◆ **Problem requirements**
Answer these questions from the text on the 1997 Vuelta a España below:
1. Which rider won the points classification?
2. On what dates was the race held?
3. Which team won the team classification?

◆ **Text**
— BEGIN —

1997 Vuelta a España

Race details
- Dates: 6–28 September
- Stages: 22
- Distance: 3,773 km (2,344 mi)
- Winning time: 91h 15' 55"

Results
- Winner / Alex Zülle (SUI) / (ONCE)
- Second / Fernando Escartín (ESP) / (Kelme–Costa Blanca)
- Third / Laurent Dufaux (SUI) / (Festina–Lotus)
- Points / Laurent Jalabert (FRA) / (ONCE)
- Mountains / José María Jiménez (ESP) / (Banesto)
- Sprints / Mauro Radaelli (ITA) / (Brescialat–Oyster)
- Team / Kelme–Costa Blanca

= 1997 Vuelta a España =

52nd edition of the Vuelta a España

The 52nd edition of the Vuelta a España (Tour of Spain), a long-distance bicycle stage race and one of the three grand tours, was held from 6 September to 28 September 1997. It consisted of 22 stages covering a total of 3773 km, and was won by Alex Zülle of the ONCE cycling team.

— END —

◆ **Extracted entries**
— BEGIN —

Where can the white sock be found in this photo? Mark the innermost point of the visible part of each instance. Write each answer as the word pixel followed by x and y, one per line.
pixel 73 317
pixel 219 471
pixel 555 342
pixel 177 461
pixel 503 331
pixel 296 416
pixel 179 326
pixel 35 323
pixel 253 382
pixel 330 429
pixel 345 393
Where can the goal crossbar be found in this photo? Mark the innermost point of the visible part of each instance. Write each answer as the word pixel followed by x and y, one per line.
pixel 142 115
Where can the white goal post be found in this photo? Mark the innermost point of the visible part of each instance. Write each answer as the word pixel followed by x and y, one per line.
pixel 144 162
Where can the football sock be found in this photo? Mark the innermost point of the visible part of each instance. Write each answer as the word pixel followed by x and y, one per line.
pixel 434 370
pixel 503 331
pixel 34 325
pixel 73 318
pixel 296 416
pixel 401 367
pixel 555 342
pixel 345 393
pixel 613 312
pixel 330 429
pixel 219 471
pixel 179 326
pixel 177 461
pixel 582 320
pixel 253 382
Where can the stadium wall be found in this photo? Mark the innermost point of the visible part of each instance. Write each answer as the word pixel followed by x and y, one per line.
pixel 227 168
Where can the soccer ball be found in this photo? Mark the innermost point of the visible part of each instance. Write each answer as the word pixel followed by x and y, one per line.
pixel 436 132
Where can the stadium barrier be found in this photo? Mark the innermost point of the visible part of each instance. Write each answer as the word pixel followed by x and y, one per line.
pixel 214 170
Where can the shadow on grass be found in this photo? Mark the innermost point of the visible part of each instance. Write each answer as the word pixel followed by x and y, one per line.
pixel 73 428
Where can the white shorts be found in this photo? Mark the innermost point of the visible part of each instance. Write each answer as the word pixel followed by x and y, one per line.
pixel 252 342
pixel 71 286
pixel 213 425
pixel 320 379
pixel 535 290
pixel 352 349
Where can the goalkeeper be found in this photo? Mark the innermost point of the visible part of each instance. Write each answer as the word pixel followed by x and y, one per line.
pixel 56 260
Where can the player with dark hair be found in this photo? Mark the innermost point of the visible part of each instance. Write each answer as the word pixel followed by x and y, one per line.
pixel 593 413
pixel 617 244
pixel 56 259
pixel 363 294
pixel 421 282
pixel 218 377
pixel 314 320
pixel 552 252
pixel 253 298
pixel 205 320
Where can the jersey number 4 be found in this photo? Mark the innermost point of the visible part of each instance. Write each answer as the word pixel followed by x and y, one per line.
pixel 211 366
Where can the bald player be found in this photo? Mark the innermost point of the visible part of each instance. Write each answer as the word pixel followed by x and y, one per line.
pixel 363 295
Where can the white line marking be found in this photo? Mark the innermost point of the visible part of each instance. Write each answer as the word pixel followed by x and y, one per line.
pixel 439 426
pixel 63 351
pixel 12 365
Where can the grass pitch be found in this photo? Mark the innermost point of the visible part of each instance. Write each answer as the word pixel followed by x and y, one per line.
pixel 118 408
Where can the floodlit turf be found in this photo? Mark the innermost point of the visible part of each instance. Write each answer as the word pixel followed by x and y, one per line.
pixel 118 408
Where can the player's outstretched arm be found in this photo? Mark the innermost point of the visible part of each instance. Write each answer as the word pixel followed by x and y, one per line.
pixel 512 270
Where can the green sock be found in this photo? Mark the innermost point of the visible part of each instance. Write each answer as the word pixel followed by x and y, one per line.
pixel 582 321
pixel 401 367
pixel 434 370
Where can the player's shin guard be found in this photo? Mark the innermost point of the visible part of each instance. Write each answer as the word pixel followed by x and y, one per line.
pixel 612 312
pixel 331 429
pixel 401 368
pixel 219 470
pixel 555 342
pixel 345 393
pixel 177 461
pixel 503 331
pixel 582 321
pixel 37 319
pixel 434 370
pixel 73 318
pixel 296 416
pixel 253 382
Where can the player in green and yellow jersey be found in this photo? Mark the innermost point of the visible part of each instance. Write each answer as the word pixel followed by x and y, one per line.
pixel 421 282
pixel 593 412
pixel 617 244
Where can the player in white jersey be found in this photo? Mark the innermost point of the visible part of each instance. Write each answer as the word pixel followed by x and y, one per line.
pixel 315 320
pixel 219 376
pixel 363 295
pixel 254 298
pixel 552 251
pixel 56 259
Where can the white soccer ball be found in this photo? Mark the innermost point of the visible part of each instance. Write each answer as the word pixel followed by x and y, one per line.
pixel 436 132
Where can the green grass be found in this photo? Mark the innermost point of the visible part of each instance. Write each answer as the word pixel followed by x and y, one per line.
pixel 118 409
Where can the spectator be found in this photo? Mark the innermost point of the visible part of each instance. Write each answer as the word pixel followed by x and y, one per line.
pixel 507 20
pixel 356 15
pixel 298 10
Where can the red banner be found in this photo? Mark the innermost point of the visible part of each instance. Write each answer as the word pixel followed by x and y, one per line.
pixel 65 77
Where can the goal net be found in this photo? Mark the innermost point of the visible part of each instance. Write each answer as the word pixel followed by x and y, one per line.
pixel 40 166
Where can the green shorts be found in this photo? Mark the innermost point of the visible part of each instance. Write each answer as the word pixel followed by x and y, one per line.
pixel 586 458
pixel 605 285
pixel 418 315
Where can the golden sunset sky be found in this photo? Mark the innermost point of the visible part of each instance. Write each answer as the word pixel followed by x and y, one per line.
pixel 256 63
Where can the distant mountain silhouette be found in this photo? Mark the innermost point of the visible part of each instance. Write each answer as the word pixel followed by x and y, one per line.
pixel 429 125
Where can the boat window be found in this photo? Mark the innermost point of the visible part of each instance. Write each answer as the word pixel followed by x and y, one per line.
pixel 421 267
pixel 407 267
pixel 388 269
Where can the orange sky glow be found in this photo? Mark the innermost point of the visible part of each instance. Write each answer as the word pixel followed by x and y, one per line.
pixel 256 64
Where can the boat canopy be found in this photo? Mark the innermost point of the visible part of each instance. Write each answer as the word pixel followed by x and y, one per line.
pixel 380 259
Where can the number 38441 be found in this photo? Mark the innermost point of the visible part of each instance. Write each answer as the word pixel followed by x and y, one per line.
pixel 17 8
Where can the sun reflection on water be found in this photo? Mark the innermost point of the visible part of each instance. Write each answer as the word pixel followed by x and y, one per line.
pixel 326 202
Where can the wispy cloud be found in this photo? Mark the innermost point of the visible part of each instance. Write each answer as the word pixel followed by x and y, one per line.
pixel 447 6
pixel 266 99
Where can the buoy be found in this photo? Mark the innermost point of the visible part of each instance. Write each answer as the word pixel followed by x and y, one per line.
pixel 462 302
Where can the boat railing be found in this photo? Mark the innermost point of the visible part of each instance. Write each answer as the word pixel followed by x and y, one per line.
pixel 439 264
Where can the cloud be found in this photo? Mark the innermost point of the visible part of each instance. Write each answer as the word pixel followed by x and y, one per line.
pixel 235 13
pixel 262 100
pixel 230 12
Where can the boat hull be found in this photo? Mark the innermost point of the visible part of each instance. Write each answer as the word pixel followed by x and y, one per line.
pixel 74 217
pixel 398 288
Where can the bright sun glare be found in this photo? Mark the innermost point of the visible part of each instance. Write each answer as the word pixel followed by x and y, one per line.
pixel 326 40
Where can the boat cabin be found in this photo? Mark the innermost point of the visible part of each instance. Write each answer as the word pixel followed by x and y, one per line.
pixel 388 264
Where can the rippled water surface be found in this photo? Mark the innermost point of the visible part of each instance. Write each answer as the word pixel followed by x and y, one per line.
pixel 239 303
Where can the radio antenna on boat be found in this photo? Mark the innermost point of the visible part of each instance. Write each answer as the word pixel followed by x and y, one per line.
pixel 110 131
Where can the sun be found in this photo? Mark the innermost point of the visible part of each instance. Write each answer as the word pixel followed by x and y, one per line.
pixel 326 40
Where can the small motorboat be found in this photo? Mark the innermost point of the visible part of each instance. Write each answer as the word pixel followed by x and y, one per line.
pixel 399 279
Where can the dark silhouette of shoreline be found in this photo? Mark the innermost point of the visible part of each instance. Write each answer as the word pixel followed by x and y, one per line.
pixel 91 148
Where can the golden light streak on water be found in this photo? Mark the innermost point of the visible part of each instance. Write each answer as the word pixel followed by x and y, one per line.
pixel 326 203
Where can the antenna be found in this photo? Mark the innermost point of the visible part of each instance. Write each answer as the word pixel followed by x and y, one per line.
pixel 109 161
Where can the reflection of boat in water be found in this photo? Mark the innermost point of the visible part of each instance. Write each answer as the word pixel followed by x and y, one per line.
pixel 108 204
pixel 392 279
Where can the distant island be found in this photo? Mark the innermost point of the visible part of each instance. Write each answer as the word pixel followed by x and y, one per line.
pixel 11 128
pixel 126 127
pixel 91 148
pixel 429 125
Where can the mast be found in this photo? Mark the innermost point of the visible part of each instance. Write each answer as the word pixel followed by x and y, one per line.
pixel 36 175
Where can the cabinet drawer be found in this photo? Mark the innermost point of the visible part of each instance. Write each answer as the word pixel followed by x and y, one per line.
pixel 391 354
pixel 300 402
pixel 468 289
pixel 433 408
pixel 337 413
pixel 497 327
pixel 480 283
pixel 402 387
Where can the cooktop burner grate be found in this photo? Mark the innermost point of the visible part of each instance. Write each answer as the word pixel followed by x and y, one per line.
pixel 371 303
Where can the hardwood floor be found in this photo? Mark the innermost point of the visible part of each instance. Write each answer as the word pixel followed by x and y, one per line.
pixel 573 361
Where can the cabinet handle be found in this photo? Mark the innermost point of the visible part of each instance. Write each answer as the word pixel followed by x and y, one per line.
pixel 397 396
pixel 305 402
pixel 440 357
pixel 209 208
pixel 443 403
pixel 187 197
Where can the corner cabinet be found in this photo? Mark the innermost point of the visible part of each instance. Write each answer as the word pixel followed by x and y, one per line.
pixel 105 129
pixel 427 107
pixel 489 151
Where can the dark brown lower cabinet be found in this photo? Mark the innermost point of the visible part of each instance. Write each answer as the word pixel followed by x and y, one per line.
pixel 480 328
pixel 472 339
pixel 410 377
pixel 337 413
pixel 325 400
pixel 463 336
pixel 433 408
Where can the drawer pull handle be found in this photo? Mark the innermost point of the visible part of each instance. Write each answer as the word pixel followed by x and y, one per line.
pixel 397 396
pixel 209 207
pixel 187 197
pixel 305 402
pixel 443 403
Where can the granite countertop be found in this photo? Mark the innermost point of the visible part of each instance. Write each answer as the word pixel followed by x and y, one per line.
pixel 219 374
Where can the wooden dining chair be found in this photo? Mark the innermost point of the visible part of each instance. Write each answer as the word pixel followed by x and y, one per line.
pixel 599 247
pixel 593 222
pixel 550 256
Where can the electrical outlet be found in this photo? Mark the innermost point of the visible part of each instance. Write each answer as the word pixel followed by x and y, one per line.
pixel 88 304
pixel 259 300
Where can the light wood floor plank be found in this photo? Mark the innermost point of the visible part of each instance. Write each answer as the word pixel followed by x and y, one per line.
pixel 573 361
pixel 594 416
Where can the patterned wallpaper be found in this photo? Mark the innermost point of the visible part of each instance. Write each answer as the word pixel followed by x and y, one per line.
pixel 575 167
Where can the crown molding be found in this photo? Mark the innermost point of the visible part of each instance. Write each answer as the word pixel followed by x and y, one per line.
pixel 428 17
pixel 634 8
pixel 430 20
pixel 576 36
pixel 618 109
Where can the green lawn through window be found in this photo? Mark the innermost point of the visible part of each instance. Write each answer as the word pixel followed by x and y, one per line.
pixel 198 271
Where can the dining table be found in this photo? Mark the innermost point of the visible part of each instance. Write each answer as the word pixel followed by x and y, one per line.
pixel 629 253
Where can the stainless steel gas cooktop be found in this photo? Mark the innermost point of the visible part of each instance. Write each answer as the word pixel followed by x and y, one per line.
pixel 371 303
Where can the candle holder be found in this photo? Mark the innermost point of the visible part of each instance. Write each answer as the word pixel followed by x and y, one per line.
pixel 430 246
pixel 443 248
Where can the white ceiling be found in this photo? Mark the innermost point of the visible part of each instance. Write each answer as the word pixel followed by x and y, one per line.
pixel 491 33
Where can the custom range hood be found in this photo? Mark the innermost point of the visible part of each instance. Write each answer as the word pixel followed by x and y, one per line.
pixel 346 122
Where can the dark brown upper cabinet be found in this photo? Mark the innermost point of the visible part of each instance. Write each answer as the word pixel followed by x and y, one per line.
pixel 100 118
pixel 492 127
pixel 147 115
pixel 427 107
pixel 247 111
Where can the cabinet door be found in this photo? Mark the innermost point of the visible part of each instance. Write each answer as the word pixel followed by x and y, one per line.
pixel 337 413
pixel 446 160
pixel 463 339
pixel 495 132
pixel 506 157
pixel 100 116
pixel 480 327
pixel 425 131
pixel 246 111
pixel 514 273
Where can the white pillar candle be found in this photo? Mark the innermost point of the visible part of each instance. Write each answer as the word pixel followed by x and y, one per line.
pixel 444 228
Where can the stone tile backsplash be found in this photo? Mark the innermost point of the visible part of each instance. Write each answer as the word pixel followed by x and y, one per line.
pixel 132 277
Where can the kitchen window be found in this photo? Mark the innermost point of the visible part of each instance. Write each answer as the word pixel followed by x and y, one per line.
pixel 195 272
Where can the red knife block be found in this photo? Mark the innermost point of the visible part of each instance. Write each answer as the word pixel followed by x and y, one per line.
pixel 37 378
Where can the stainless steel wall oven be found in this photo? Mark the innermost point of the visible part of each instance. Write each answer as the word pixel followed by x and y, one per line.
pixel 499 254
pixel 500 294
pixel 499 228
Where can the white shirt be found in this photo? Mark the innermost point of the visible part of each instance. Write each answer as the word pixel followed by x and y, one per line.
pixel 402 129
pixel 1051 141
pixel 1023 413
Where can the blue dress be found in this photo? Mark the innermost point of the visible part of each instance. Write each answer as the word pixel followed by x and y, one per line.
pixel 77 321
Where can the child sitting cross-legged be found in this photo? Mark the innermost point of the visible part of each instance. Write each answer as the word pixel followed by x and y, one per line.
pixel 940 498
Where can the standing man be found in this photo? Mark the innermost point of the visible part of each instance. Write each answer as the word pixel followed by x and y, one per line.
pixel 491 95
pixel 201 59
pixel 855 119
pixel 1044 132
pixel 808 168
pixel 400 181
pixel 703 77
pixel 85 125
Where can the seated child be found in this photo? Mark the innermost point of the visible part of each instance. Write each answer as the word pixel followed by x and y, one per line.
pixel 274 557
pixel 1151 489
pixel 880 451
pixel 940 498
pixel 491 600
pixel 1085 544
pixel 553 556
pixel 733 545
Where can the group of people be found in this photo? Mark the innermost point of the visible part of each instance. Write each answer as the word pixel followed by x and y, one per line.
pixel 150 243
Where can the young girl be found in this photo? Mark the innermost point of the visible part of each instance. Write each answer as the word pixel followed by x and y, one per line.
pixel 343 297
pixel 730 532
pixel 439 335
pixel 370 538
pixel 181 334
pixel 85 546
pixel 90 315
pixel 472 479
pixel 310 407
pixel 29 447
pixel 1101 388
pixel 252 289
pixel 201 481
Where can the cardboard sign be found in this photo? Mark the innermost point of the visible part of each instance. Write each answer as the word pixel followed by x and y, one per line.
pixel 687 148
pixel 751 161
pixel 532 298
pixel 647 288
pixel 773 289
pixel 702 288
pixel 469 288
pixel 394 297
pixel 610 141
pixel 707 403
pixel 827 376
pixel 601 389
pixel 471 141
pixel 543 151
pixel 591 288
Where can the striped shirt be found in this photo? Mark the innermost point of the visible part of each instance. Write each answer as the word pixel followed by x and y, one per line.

— END —

◆ **Problem solution**
1. Laurent Jalabert (FRA) of ONCE
2. From 6 September to 28 September 1997
3. Kelme–Costa Blanca